◆ Records for the task
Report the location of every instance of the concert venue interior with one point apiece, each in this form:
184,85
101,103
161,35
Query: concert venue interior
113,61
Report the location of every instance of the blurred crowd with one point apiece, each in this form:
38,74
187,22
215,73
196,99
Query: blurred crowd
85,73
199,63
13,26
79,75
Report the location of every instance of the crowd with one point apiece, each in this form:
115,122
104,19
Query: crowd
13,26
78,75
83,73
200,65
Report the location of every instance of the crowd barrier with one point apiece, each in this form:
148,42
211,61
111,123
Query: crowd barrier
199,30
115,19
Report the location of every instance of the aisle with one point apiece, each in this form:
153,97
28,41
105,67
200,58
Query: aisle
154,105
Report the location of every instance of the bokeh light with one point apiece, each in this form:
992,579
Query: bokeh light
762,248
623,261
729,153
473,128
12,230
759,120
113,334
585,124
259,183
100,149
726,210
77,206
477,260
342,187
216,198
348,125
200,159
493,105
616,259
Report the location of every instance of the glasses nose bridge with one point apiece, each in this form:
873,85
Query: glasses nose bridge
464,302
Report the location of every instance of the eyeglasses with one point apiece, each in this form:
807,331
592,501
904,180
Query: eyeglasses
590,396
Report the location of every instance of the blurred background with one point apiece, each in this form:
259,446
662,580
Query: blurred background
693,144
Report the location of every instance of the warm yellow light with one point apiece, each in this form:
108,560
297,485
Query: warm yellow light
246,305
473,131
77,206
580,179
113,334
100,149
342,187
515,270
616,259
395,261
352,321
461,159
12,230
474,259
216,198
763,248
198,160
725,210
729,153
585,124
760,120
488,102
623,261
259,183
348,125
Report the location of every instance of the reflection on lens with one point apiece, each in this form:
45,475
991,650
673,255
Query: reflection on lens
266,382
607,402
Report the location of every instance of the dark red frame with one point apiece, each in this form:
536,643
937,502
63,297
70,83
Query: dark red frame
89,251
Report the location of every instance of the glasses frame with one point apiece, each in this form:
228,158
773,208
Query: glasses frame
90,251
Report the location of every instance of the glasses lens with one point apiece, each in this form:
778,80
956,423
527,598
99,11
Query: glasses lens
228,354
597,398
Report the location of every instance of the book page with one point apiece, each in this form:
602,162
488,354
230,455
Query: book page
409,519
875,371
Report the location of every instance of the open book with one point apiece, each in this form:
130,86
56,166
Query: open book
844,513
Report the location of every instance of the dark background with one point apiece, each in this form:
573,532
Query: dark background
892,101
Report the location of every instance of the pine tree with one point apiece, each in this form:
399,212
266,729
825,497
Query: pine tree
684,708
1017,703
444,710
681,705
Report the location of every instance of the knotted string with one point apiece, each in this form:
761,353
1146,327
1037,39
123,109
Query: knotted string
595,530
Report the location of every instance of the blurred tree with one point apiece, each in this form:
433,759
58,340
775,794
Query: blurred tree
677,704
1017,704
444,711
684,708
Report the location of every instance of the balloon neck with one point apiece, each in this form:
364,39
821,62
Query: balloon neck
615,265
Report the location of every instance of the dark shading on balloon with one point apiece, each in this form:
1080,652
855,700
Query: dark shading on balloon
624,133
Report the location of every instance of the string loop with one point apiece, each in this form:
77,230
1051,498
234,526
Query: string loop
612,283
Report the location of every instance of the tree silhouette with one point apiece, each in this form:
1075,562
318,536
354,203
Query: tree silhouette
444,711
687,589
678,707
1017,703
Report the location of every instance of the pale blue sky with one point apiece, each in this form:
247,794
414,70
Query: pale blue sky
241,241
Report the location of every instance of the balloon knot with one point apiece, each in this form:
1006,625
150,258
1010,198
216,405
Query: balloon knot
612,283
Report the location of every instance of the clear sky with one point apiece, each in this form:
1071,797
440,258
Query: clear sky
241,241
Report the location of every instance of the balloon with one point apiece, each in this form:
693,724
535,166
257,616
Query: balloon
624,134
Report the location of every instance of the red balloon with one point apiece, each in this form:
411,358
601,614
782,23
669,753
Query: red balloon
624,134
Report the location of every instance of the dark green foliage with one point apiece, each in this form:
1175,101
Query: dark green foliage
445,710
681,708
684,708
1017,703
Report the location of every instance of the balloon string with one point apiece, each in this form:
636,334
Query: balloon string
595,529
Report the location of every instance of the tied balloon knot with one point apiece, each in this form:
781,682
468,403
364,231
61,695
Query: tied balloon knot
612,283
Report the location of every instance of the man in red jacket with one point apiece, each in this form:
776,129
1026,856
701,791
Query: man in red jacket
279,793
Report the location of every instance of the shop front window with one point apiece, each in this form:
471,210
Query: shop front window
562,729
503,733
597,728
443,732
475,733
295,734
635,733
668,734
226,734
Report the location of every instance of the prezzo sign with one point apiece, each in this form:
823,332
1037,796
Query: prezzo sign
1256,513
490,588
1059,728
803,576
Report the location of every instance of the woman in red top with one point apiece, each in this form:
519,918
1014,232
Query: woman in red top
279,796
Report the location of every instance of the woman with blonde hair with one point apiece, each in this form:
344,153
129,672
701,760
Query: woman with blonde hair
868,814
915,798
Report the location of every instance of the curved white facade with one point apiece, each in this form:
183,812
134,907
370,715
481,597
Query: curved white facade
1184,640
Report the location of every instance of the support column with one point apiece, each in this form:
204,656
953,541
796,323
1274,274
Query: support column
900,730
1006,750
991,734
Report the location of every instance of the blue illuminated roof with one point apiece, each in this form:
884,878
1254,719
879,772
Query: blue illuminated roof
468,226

◆ Directions for this task
Output the lines above verbatim and in full.

◆ Complete output
Report the location of every instance of the concert venue interior with one point apiece, each in this form:
184,85
101,103
161,35
Query: concert venue interior
113,61
Report the location of every instance of the blurred crowd with one point apiece, each in this form:
38,74
187,22
215,73
196,99
Query: blurred crowd
85,73
199,63
13,26
79,75
Report the location of every instance of the crowd with one point apiece, each in this form:
115,122
104,19
Query: crowd
13,26
78,75
83,73
200,65
Report the location of every instance of the crowd barrier with one point apiece, each in this form:
148,42
211,61
111,123
Query: crowd barrier
199,30
115,19
Report the location of every instance of the aisle with one point apiece, each in this form:
153,97
28,41
105,67
200,58
Query: aisle
154,105
Report the location of every instance of the bokeh light with one point apiece, each in this form:
992,579
Query: bokeh light
762,248
623,261
729,153
473,128
12,230
759,120
113,334
585,124
259,183
100,149
726,210
77,206
477,260
342,187
216,198
348,125
200,159
493,105
616,259
Report the location of every instance of the glasses nose bridge with one point apiece, each in this form:
873,85
Query: glasses nose bridge
464,302
Report the location of every instance of the eyeglasses with one point apiece, each in this form:
807,331
592,501
904,180
Query: eyeglasses
590,396
Report the location of every instance of the blurred background with one point apiece, each in this form:
259,446
662,580
Query: blurred background
693,144
Report the location of every instance of the warm yellow light with one point apiece, each in this form:
108,560
297,485
Query: warm yellow light
246,305
473,131
77,206
580,179
113,334
100,149
342,187
515,270
616,259
395,261
352,321
461,159
12,230
474,259
216,198
763,248
198,160
725,210
729,153
585,124
760,120
488,102
623,261
259,183
348,125
Report the location of every instance of the reflection on lens with one point apiece, each in this form:
45,475
991,650
673,255
Query: reflection on lens
266,382
607,402
Report the location of every instance of the dark red frame with one point apiece, each in this form:
536,643
937,502
63,297
70,83
Query: dark red frame
89,251
Report the location of every instance of the glasses frame with one point apiece, each in this form:
228,158
773,208
Query: glasses frame
90,251
Report the location of every instance of the glasses lens with one point apiece, each in this form:
778,80
956,423
527,598
99,11
Query: glasses lens
228,354
597,398
Report the location of every instance of the book page with one point apiece, each in this form:
602,162
488,354
230,455
Query: book page
409,519
875,371
Report the location of every instance of the open book with one point apiece, each in this form:
130,86
56,166
Query: open book
844,513
Report the location of every instance of the dark background with one point apiece, each in this form:
573,532
Query: dark background
892,101
Report the location of every instance of the pine tree with one point apiece, each in this form:
399,212
266,729
825,497
Query: pine tree
684,708
1017,703
444,710
681,705
Report the location of every instance of the knotted string with one point apiece, each in this form:
761,353
1146,327
1037,39
123,109
Query: knotted string
595,530
Report the location of every instance of the blurred tree with one point apiece, each in this form:
433,759
58,340
775,794
Query: blurred tree
677,704
1017,704
444,711
684,708
Report the location of every instance of the balloon neck with one point apiece, each in this form:
364,39
821,62
Query: balloon neck
615,265
Report the location of every instance of the dark shading on balloon with one point apiece, each in this form:
1080,652
855,700
Query: dark shading on balloon
624,133
Report the location of every instance of the string loop with one point apiece, each in this form:
77,230
1051,498
234,526
Query: string loop
612,283
Report the location of every instance of the tree silhouette with one point apiece, each in this form:
1075,562
318,536
354,203
Query: tree silhouette
444,711
687,589
678,707
1017,703
Report the location of every instance of the pale blue sky with one point apiece, each in this form:
247,794
414,70
Query: pale blue sky
241,241
Report the location of every instance of the balloon knot with one point apiece, each in this form:
1006,625
150,258
1010,198
216,405
Query: balloon knot
612,283
Report the location of every instance of the clear sky with one point apiece, each in this form:
1071,797
440,258
Query: clear sky
241,241
Report the location of every instance of the balloon with one point apiece, each in this form:
693,724
535,166
257,616
Query: balloon
624,134
Report the location of every instance of the red balloon with one point apiece, each in this form:
411,358
601,614
782,23
669,753
Query: red balloon
624,134
Report the location of every instance of the dark green foliage with one point apiece, each in this form:
1175,101
Query: dark green foliage
445,710
681,708
684,708
1017,703
Report the location of every instance of the balloon string with one point apiece, each in this form:
636,334
Query: balloon string
595,529
Report the location of every instance of the tied balloon knot with one point apiece, each in this form:
781,682
468,403
364,231
61,695
Query: tied balloon knot
612,283
Report the location of every instance of the man in red jacket with one point apiece, each in this form:
776,129
1026,856
701,791
Query: man in red jacket
279,793
Report the location of every instance of the shop front window with one point apiece, each in this form:
471,210
Query: shop front window
562,729
503,733
597,728
443,732
475,733
295,734
635,733
668,734
226,734
Report the location of every instance of the prezzo sign with one point apiece, each in this form:
823,332
1037,796
Query: prezzo sign
1256,513
490,588
1059,728
803,576
Report the location of every instance of the woman in red top with one point apiece, each in this form:
519,918
1014,232
Query: woman in red top
279,796
Report the location of every instance of the woman with blonde hair with one point apiece, each in this form:
344,153
129,672
701,760
Query: woman with blonde hair
868,814
915,798
Report the location of every instance of the curved white facade with one point apiece, each in this form:
183,812
134,907
370,715
481,597
Query: curved white facade
1184,640
Report the location of every instance of the support column with one point apiece, each in this form:
204,656
953,541
796,323
1274,274
Query: support column
900,730
1006,750
991,734
Report the location of every instance of the blue illuminated roof with one point apiece, each in this form:
884,878
1254,719
879,772
Query: blue illuminated roof
468,226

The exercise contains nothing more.